• EXERCISE INPUT:
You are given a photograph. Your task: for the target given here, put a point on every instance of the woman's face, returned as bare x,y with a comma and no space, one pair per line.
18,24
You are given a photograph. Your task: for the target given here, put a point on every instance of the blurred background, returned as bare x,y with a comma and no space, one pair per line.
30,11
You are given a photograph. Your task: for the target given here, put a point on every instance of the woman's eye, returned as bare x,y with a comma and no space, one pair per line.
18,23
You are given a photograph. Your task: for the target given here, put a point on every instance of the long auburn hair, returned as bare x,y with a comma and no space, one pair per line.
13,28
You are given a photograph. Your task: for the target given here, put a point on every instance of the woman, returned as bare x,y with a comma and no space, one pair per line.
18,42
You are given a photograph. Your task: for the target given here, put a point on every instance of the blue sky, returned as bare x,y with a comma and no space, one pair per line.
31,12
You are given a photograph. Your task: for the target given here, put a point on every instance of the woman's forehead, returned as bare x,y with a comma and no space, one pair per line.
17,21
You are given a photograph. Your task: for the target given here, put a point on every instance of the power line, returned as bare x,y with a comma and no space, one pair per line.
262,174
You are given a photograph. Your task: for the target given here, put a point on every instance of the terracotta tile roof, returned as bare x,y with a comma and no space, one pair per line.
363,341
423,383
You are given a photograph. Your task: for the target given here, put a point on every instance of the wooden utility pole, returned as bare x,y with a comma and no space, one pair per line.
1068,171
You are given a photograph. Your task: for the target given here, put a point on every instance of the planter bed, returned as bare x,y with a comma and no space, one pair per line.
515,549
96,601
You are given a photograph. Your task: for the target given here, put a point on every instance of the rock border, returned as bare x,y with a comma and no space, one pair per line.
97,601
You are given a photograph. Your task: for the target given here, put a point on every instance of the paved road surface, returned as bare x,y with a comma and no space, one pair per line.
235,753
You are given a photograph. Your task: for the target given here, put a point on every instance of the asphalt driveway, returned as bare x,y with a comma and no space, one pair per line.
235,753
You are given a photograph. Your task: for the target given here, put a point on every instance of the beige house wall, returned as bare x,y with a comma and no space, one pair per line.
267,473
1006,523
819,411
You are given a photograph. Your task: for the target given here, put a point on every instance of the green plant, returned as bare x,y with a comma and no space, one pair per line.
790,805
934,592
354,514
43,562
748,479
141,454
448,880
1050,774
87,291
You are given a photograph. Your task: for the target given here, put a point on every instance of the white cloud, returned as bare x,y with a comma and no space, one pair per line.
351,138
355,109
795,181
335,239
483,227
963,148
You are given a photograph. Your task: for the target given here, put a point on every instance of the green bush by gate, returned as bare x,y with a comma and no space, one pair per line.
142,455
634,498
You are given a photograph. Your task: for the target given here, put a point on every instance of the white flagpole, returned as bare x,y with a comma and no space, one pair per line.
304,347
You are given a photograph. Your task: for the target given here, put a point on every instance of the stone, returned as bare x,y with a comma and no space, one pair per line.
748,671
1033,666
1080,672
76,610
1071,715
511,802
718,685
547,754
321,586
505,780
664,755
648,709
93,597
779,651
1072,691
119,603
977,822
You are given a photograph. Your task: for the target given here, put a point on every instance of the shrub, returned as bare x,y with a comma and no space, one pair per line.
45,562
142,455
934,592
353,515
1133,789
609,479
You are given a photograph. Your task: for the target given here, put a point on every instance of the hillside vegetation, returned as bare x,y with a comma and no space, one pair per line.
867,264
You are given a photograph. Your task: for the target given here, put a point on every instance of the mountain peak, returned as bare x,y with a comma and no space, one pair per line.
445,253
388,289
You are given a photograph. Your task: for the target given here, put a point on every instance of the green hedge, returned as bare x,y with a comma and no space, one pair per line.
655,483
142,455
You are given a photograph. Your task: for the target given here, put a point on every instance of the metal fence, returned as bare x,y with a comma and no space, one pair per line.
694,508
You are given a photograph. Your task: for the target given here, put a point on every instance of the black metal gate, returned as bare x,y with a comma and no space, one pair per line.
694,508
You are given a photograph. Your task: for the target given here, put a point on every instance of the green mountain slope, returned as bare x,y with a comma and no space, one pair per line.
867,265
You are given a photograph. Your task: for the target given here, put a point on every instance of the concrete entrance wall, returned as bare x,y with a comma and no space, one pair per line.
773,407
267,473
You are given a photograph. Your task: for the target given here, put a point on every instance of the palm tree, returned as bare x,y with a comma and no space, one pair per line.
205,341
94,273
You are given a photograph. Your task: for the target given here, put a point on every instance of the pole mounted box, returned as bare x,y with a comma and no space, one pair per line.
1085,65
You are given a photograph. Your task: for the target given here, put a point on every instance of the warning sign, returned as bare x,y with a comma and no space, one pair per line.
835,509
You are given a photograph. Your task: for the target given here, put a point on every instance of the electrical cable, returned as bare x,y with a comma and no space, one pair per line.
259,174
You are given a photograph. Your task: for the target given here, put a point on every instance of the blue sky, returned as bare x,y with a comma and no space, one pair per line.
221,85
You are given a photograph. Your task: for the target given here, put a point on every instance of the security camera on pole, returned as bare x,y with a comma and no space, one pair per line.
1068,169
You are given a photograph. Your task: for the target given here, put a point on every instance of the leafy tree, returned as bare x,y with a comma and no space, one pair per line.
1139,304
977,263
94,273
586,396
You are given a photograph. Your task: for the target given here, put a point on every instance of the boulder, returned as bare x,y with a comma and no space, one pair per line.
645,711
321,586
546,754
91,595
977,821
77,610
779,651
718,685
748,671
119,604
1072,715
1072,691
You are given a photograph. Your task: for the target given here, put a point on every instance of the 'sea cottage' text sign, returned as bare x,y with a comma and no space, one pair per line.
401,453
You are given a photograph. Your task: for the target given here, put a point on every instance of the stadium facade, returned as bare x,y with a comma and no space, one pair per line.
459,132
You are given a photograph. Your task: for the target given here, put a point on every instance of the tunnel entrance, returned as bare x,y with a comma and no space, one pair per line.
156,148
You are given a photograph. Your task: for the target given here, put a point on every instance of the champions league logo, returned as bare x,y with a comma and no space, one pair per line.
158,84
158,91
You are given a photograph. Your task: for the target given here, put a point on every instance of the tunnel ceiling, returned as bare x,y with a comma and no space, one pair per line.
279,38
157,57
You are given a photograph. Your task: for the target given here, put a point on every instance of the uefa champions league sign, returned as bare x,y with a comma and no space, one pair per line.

• REQUEST: Every line of the data above should be reproduced word for word.

• FULL ANSWER:
You are given a photograph. Your task: for the target given here, put a point on every instance of the woman's face, returned as bare x,y with a comma and no space, one pair per line.
18,24
You are given a photograph. Your task: for the target given here, put a point on every instance of the blurred background, returned as bare x,y with a comma and no space, one pair per line.
30,11
You are given a photograph. Your task: for the target given here, put a point on every instance of the woman's eye, returned as bare x,y with a comma and no space, one pair per line.
18,23
You are given a photograph. Your task: for the target given here, put a point on every instance of the long auburn hair, returned as bare x,y with a comma and no space, one pair per line.
13,28
You are given a photograph. Your task: for the target given here, put a point on every instance of the woman, returned as bare x,y with a comma and no space, one pair per line.
18,42
You are given a photograph. Your task: for the target given here, put a point on every instance of the blue sky, returned as bare x,y with a comma and no space, one pair per line.
31,12
You are given a photograph. Your task: for the target given here, put a point on every instance of the woman's forehead, returned as bare x,y with a comma and no space, one pair per line.
17,21
You are given a photograph. Your task: for the target given here, put a point on every instance of the power line, returned as bare x,y with a comma and no space, one pair per line.
262,174
You are given a photograph. Your task: for the target given here, put a point on every instance of the terracotta tile roof, returned as bare x,y with a comma and no space, one pair per line.
363,341
423,383
You are given a photograph. Your task: for the target given here, put a point on every instance of the wooden utility pole, returned as bare x,y with a comma and no space, one pair per line.
1068,171
You are given a photograph. Your task: for the target given here, put a point on every instance of the planter bed, returned as bare x,y with a comma and no space, one pair per line.
515,549
96,601
You are given a photograph. Your task: for the target given here, put a point on every instance of the rock border, returned as bare x,y with a comma and no space, one pair per line.
97,601
You are given a photograph. Your task: for the target given here, put a point on every instance of the paved road surface, returned as bare x,y with a comma and no space, one pair per line.
235,753
You are given a photograph. Your task: for the target given here, put a point on every instance of the asphalt driveway, returned as bare x,y with a comma and no space, one pair per line.
235,753
You are given a photograph. Your task: for the target given here, put a point on every instance of the beige house wall, returned as bare x,y with a comma and no space, one pair per line.
267,473
1006,523
819,411
You are given a photograph. Your task: for the target given here, put a point on every instance of the green plant, returned as bare x,y with a comma and no space, one pair per line.
790,805
934,592
354,514
43,562
748,479
141,454
448,880
1050,774
87,291
You are given a photograph. Your task: for the target given here, put a point on every instance of the white cloud, returned as bare x,y with a comma and no space, one pair per line.
351,138
355,109
795,181
335,239
483,227
963,148
You are given a photograph. Your task: for the target given here, put a point on every instance of the green bush by gate, returned as bare x,y with a comma and no space, one pair per line.
142,455
634,498
You are given a photograph. Your task: for the target given here, put a point on every instance of the white flagpole, returned as bare x,y with a comma and no space, one pair per line.
304,347
You are given a photograph. Your task: for the target given here, put a point on every instance of the stone, returned as bare x,y with a comma and no space, one pair per line.
748,671
1033,666
1080,672
76,610
1071,715
511,802
718,685
547,754
321,586
505,780
664,755
648,709
93,597
779,651
1072,691
119,603
977,822
You are given a photograph. Your task: for the target given here, put a point on every instance of the shrub, returned as bare x,y with a comma and no space, one pair per line.
45,562
142,455
934,592
353,515
1133,789
609,479
You are given a photograph. Your task: for the target given here, put a point on every instance of the hillside vegetation, returned as bare x,y with a comma and no space, one pair per line.
867,264
You are given a photograph. Your task: for the target given here, put a point on every instance of the mountain peak, returned as bare x,y with a comma and no space, one pair per line.
445,253
388,289
You are given a photograph. Your task: for the target given here, put a point on every instance of the green hedge, returned as bare x,y with a comma and no space, one pair per line.
655,483
142,455
You are given a photograph. Your task: for the target given here, put a point on every instance of the metal fence, returned as bare x,y with a comma and no space, one pair per line.
694,508
You are given a photograph. Your task: for the target given here, put a point on every instance of the black metal gate, returned as bare x,y with a comma and no space, one pair per line.
694,508
You are given a photograph. Your task: for the target given here, put a point on every instance of the green mountain slope, returned as bare x,y with a comma and no space, one pair per line.
867,265
You are given a photograph. Your task: for the target given here, put a point on every instance of the concrete entrance wall, returned as bare x,y with a comma and no space, one pair per line.
773,407
267,473
You are given a photograph. Your task: for the target given here, put a point on every instance of the palm tree, returned as bare x,y with a comma and no space, one pair per line.
205,341
94,273
You are given a photograph. Your task: for the target given here, put a point on every instance of the pole mounted box, returned as bare x,y with a comma and no space, one pair per line.
1085,65
You are given a photograph. Your task: for the target given here, put a point on every instance of the warning sign, returned as bare x,y with a comma and no space, one pair per line.
835,509
You are given a photograph. Your task: for the target given here, put a point on every instance of the electrical cable, returned as bare x,y with a comma and no space, one pair per line.
259,174
You are given a photograph. Your task: for the target given here, put a point on every instance of the blue sky, returned as bare x,y with a comma and no space, one pair per line.
221,85
You are given a photograph. Your task: for the target given here, put a point on every instance of the security camera on pole, returned as bare x,y with a comma and no space, one pair per line.
1068,169
You are given a photograph. Your task: for the target given here, put a point on every instance of the leafy tree, returned as bare x,y with a comma and no space, one pair per line.
1139,304
977,263
94,273
586,396
You are given a photograph. Your task: for the target given here, put a point on every instance of the boulder, returned as bare x,y with a comma and no space, one pair per line.
645,711
321,586
546,754
91,595
977,821
77,610
779,651
718,685
748,671
119,604
1072,715
1072,691
You are given a photograph. Your task: for the target given here, put a point on every instance of the 'sea cottage' text sign, returned as bare x,y with a comma and no space, one pair per line.
401,453
You are given a photograph. Your task: for the target given here, put a point on every instance of the stadium facade, returned as bare x,y with a comma and no space, one pair per line.
459,132
You are given a photograph. Your task: for the target given here, put a point on every instance of the tunnel entrance, returned as bare x,y with a comma and no space, one pair per line.
156,148
You are given a photograph. Your task: for the target given here, put a point on every instance of the champions league logo, returned as bare x,y with a comma and no space, one pair per line.
158,84
158,91
You are given a photograph. Your task: for the target given here, put a point on every instance of the tunnel ceiling, returned as bare x,y with a comma and no space, one pair per line.
279,38
157,57
You are given a photograph. Your task: for the target given here, put a point on every instance of the uefa champions league sign, returned as bare x,y with a comma and no space, one pair per line.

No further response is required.